§ DONNÉES AFFICHÉES

◇ ◇ ◇ ◇ ◇ ◇ ◇

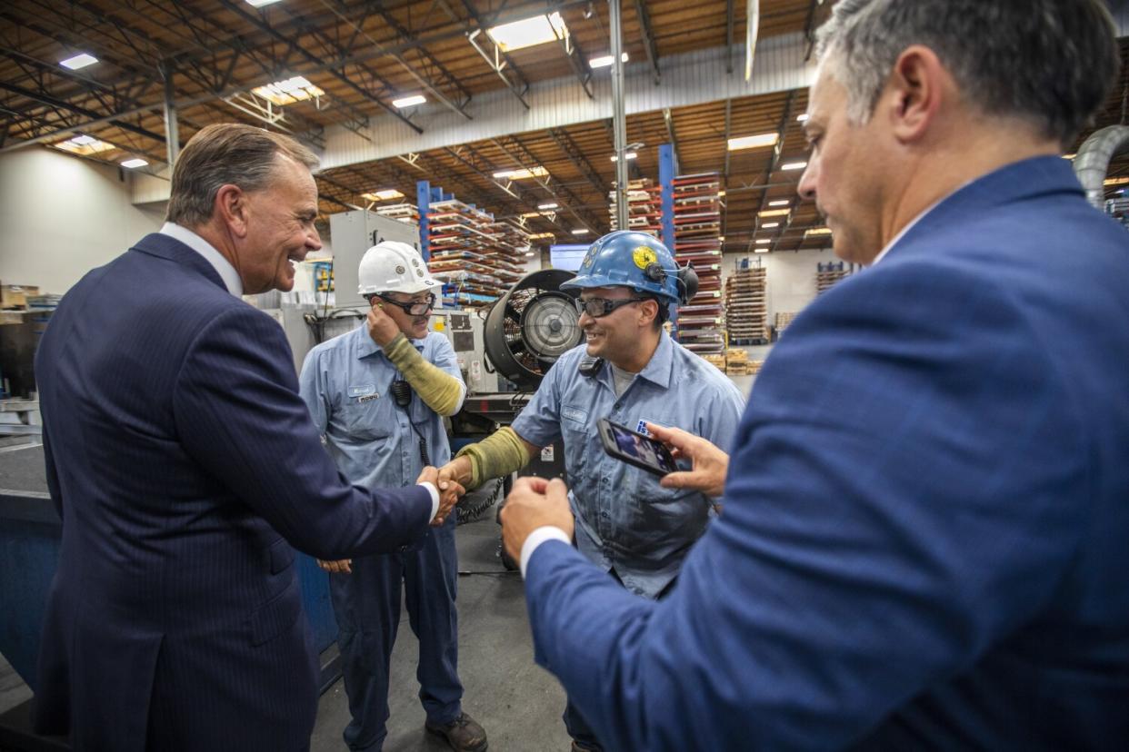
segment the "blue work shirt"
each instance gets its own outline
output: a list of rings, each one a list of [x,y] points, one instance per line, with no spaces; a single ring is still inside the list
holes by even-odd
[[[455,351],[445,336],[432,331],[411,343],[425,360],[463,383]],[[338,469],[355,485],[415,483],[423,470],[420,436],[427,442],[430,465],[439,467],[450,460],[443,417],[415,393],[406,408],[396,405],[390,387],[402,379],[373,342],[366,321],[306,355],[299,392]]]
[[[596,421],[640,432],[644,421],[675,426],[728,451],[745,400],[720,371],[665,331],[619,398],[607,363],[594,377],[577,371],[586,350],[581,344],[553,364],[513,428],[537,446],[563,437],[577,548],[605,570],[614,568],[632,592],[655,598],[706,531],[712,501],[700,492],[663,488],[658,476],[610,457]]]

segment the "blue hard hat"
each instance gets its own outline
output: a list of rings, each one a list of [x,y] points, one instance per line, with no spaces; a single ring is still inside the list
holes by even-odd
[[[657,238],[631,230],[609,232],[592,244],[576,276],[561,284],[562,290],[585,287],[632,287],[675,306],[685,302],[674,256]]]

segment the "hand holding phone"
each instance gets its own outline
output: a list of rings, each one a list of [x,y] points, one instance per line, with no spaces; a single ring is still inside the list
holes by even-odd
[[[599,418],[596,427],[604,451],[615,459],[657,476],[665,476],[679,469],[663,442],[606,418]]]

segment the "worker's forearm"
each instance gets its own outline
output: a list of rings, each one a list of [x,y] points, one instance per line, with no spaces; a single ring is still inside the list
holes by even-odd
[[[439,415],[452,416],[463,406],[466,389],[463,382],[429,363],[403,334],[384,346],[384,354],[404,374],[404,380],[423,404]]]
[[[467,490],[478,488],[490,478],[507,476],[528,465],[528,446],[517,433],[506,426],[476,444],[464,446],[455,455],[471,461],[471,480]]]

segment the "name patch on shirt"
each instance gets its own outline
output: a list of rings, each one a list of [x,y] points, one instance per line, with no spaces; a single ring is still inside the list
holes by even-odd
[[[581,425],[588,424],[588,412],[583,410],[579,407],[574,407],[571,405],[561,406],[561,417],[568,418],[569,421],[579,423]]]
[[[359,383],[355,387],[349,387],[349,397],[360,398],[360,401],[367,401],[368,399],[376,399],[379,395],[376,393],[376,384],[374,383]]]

◇ ◇ ◇ ◇ ◇ ◇ ◇

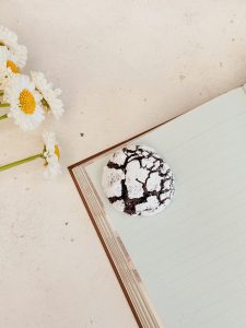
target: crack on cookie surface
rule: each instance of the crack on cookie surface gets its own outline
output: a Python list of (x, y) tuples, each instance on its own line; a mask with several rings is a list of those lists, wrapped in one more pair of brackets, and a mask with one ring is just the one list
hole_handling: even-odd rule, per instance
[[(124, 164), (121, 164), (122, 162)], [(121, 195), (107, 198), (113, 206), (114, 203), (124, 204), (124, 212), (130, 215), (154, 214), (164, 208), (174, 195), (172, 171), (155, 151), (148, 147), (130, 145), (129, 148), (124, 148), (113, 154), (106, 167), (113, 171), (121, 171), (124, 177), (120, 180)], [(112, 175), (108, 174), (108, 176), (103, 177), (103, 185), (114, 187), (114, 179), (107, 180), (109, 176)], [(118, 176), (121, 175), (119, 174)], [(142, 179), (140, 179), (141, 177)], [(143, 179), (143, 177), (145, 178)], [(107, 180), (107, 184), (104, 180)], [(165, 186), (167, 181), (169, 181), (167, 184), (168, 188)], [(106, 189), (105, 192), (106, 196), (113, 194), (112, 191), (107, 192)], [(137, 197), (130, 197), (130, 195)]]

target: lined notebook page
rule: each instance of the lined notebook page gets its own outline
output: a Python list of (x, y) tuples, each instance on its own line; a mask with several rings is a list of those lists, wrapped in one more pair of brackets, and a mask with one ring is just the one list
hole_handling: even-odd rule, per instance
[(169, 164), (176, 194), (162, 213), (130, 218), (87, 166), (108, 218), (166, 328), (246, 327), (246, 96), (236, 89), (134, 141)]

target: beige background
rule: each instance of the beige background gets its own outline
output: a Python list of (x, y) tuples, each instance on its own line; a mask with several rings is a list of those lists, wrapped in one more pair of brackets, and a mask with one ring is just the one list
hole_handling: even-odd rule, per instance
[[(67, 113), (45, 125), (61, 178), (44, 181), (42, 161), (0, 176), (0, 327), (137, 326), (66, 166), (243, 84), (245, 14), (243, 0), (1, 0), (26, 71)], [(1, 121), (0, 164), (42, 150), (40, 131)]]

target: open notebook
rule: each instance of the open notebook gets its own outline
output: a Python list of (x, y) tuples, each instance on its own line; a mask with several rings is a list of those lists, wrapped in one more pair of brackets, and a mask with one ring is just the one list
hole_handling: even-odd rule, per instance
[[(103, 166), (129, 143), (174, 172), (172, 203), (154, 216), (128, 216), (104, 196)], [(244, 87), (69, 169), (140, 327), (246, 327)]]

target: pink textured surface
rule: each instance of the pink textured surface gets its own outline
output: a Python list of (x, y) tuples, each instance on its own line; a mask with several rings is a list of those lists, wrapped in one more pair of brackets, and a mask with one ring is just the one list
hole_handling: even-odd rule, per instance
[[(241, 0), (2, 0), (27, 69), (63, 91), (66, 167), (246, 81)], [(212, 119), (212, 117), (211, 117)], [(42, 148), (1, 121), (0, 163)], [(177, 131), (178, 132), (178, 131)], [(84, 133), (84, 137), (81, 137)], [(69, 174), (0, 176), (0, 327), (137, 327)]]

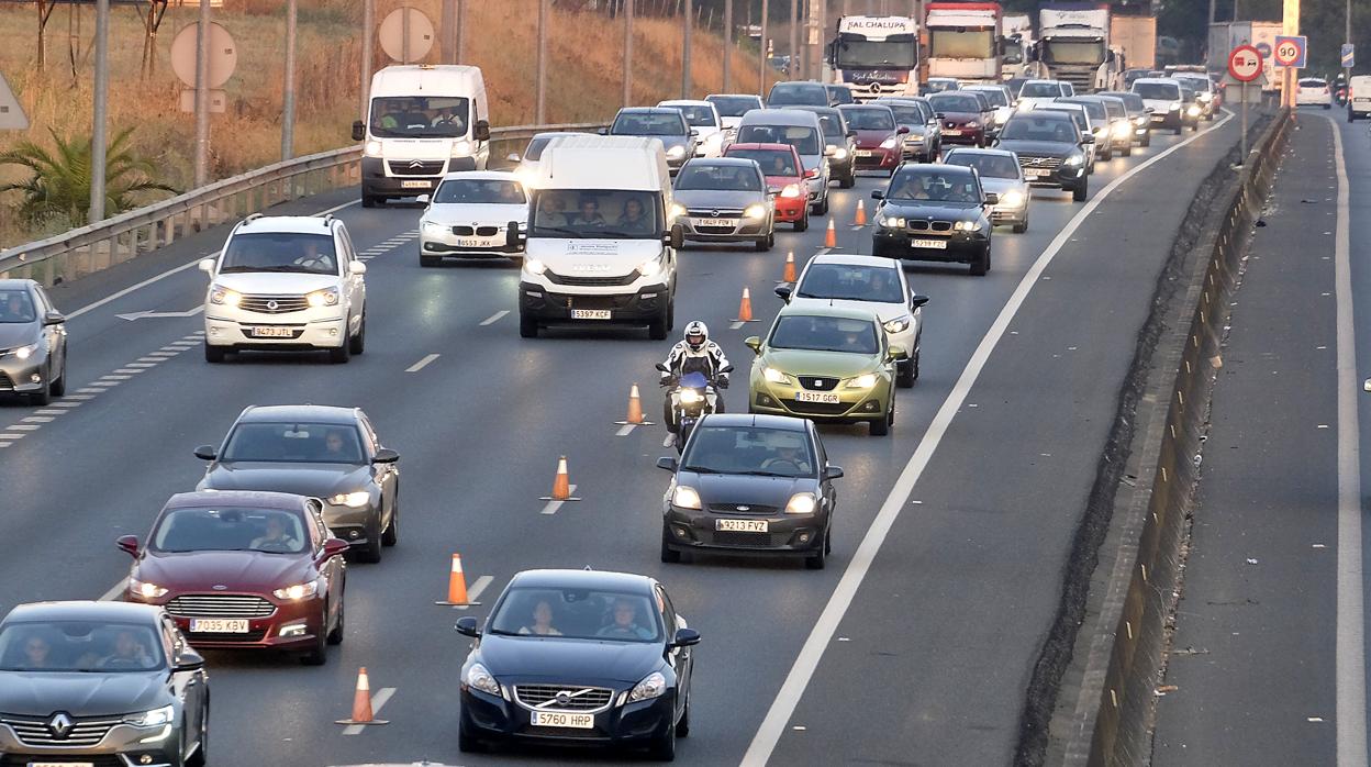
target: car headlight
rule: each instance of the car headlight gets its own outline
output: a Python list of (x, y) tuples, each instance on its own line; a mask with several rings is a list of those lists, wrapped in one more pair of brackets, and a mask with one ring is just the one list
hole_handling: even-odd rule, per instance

◇ ◇ ◇ ◇ ◇ ◇ ◇

§ CONSIGNE
Recopiez telle quelle la partie qui commence à la ligne contenant « target: pink textured surface » et finit à la ligne contenant « 327), (137, 327)]] », ces deux lignes incluses.

§ RÉSULTAT CI-DESSOUS
target: pink textured surface
rule: each instance of the pink textured surface gets its own outline
output: a Python list of (x, y) tuples, each instance on its own line; a mask with several rings is a list of those lists, wrapped in one more pair of brackets, and a mask with one ring is just the one list
hole_handling: even-odd rule, per instance
[[(241, 0), (2, 0), (27, 69), (63, 91), (66, 167), (246, 81)], [(212, 119), (212, 117), (211, 117)], [(42, 148), (1, 121), (0, 163)], [(177, 131), (178, 132), (178, 131)], [(84, 133), (84, 137), (81, 137)], [(69, 174), (0, 176), (0, 327), (137, 327)]]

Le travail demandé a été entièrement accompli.